**PROBLEM**
Write out word for word the part of the material that opens with the line containing "the car windshield?" and closes with the line containing "POLYGON ((217 176, 227", including both of those lines.

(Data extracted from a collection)
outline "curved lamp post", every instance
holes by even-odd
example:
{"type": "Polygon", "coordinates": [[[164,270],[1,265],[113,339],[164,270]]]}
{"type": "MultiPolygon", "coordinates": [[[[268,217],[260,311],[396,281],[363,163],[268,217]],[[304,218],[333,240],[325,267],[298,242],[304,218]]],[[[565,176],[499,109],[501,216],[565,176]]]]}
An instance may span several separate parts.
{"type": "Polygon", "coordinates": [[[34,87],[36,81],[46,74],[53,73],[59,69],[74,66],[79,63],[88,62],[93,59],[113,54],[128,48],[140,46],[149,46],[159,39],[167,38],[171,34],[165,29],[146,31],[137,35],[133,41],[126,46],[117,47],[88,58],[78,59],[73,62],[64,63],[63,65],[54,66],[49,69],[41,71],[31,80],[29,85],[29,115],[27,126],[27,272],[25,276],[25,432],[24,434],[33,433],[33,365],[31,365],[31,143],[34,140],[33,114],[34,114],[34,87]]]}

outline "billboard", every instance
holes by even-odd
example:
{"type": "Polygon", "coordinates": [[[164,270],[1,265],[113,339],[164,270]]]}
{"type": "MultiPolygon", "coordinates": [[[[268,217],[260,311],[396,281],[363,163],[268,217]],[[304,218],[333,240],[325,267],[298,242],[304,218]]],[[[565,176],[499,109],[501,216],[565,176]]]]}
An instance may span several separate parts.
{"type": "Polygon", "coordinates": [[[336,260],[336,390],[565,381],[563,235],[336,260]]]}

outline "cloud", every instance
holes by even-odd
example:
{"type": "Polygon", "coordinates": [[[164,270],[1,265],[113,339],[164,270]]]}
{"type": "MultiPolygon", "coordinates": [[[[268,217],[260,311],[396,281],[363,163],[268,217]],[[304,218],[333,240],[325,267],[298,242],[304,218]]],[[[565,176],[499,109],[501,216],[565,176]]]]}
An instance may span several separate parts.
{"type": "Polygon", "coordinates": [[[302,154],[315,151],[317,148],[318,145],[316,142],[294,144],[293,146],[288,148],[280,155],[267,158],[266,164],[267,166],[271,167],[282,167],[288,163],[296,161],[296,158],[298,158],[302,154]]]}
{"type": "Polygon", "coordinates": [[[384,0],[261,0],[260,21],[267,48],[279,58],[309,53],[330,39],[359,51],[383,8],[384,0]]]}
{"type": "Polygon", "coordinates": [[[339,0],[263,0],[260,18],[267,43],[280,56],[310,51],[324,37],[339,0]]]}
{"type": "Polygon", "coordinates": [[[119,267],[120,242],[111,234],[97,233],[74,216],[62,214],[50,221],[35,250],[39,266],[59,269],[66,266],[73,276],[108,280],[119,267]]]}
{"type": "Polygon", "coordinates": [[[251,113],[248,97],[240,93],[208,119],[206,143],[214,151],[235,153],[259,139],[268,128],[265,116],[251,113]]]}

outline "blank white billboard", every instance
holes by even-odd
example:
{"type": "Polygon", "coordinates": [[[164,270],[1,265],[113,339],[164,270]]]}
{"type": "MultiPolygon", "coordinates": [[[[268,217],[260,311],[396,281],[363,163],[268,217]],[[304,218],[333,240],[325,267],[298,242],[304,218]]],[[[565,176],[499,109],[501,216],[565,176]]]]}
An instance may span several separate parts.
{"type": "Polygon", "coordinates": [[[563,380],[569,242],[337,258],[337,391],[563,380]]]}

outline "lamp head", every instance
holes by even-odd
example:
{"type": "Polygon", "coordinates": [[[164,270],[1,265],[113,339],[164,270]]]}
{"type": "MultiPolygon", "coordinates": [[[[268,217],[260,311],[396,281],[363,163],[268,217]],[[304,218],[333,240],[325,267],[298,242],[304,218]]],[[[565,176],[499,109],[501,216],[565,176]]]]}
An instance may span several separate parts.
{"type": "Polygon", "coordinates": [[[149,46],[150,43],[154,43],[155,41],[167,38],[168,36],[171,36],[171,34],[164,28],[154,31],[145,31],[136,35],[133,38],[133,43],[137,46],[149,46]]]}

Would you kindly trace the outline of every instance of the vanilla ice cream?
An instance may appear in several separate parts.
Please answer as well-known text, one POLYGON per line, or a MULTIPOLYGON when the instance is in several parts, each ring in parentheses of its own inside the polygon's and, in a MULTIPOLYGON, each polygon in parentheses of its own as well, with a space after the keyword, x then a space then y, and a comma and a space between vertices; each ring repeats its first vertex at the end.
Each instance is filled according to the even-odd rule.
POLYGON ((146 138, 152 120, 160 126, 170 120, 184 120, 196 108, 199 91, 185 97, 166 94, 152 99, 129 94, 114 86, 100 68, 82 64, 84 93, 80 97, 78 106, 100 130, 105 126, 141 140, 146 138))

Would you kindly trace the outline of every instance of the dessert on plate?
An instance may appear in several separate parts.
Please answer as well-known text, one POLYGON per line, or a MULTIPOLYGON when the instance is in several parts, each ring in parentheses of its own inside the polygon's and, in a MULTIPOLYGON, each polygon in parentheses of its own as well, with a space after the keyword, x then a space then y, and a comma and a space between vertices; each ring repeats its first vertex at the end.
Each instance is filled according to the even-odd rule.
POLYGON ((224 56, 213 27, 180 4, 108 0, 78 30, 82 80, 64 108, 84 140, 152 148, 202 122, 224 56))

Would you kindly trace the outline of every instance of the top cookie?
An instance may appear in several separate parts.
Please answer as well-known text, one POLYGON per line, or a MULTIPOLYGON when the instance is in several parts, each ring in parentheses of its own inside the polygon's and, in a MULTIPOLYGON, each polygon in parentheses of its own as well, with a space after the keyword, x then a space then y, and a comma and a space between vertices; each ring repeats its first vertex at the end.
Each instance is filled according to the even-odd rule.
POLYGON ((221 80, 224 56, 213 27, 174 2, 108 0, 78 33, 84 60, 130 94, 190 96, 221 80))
==
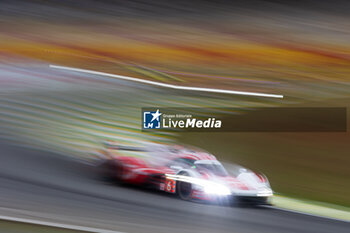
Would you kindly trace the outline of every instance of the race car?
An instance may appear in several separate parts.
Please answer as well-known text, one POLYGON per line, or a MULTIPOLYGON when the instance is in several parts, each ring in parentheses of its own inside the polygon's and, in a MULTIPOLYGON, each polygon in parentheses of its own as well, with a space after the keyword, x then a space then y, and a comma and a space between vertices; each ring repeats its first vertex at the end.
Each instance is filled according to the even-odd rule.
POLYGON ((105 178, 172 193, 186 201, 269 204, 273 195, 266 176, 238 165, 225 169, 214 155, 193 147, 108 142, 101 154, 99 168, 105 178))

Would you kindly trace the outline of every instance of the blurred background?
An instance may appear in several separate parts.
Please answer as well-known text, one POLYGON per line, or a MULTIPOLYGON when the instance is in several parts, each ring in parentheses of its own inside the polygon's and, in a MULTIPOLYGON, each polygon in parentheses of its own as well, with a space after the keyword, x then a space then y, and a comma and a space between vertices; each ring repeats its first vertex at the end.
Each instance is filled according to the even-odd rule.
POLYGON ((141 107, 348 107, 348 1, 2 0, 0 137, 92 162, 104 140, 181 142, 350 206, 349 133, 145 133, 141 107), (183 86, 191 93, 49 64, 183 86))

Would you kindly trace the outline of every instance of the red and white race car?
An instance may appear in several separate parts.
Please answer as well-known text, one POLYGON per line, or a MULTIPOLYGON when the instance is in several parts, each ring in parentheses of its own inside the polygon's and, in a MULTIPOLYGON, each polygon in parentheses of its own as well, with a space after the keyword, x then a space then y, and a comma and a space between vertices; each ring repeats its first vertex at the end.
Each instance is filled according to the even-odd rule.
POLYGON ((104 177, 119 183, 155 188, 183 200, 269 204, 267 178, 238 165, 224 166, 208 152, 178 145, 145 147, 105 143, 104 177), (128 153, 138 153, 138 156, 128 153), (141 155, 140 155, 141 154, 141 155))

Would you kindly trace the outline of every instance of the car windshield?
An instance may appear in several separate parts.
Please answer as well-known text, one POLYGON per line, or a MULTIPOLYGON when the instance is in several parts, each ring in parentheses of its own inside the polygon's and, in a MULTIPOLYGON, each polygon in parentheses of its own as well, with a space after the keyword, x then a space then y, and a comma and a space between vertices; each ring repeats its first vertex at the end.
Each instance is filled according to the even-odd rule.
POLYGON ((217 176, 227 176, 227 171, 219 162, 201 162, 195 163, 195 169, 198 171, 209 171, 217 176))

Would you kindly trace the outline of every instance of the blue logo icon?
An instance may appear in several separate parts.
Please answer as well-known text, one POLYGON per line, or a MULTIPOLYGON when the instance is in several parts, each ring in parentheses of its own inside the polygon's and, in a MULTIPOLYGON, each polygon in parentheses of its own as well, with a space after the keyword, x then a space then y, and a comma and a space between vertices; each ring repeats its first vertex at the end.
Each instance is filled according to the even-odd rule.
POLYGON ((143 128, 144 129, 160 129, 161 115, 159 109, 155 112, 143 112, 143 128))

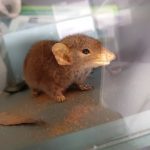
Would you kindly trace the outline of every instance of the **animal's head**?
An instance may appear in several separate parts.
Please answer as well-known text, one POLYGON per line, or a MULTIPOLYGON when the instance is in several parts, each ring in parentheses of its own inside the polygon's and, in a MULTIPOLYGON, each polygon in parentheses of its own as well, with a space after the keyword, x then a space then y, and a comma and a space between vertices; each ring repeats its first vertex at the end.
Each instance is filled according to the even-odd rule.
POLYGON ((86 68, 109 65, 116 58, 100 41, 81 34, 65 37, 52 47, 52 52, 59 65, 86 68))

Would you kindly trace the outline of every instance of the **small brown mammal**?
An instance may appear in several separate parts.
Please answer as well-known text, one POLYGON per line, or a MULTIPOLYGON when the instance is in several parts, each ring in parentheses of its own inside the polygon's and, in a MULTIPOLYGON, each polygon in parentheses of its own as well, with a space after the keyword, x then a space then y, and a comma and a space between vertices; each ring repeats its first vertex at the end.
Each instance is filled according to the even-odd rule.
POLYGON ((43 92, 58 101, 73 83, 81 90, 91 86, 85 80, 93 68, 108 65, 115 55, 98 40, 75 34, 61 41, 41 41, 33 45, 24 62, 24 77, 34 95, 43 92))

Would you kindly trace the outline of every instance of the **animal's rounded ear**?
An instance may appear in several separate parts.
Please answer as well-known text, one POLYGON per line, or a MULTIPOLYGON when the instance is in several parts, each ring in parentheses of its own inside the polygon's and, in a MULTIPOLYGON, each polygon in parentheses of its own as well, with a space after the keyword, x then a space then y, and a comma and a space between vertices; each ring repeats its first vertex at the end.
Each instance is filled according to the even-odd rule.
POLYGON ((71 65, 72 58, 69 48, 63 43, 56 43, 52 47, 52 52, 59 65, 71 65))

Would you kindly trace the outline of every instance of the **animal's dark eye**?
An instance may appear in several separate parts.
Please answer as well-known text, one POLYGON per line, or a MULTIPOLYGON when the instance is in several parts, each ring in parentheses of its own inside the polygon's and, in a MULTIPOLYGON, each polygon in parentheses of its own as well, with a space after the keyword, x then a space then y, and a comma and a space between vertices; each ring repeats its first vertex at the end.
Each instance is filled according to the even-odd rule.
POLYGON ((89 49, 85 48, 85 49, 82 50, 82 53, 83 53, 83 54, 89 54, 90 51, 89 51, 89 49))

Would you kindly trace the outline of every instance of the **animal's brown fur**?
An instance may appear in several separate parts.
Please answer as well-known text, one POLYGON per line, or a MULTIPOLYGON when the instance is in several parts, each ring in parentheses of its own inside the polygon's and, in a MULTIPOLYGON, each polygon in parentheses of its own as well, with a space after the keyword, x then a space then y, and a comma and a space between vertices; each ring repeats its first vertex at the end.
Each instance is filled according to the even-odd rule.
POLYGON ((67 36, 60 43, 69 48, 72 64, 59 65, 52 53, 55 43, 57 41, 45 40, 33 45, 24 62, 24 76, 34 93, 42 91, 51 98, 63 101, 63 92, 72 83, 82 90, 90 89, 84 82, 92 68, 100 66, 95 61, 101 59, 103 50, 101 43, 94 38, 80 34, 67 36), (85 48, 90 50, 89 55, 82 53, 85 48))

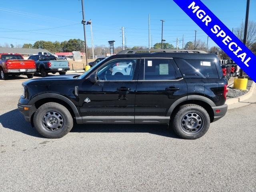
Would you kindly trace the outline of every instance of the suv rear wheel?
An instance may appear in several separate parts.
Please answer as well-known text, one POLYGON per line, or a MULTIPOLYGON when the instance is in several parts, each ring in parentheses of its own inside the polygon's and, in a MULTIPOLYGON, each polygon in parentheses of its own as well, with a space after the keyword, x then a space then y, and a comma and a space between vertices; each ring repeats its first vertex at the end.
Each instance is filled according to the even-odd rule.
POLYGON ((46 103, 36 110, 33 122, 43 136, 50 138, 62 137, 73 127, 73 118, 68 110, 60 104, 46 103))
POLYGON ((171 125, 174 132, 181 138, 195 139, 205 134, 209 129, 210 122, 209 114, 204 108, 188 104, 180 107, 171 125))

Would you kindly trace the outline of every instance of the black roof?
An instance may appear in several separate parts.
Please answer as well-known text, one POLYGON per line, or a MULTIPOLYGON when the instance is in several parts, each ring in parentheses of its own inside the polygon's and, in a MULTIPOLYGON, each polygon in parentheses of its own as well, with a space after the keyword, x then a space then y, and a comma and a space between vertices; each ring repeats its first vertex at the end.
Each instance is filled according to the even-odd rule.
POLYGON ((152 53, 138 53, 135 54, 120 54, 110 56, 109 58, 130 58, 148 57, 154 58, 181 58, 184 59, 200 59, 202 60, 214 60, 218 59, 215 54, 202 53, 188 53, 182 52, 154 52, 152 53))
...
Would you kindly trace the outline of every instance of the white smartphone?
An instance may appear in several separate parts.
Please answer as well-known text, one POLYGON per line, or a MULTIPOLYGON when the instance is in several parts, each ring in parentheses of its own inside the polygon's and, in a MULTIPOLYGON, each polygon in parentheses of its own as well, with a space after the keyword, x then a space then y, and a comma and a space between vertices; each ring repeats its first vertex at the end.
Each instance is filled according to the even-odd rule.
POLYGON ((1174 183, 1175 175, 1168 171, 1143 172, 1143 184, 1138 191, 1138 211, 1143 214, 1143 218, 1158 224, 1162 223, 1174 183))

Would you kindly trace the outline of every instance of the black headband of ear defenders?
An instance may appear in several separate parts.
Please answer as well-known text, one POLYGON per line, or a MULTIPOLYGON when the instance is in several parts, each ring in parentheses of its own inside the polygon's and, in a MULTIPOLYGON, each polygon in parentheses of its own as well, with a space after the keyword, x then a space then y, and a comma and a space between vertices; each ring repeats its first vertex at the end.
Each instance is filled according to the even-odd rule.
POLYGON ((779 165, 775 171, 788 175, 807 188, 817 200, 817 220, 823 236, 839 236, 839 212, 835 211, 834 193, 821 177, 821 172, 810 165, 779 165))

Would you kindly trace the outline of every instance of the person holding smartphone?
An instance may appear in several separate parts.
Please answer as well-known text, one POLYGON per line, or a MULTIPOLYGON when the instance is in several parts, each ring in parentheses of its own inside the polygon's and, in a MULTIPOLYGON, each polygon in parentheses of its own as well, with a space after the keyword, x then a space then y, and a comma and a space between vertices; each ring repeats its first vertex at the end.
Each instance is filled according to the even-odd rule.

**ANSWER TO THIS TASK**
Would you kindly trace the outline of every instance of the car windshield?
An instance may appear in several separate parts.
Please answer as well-known text, one POLYGON per line, or a MULTIPOLYGON when the instance is in several parts, each ring in parentheses of its own inside the polygon's and, in a MULTIPOLYGON, each polygon in parentheses of its own as well, with a space after the keyword, x then a space then y, and a comma and a space between vertices; each ring repeats its first vertex at the end.
Each instance is filled according to the even-odd rule.
POLYGON ((217 176, 227 176, 227 171, 219 162, 201 162, 195 163, 195 169, 198 171, 209 171, 217 176))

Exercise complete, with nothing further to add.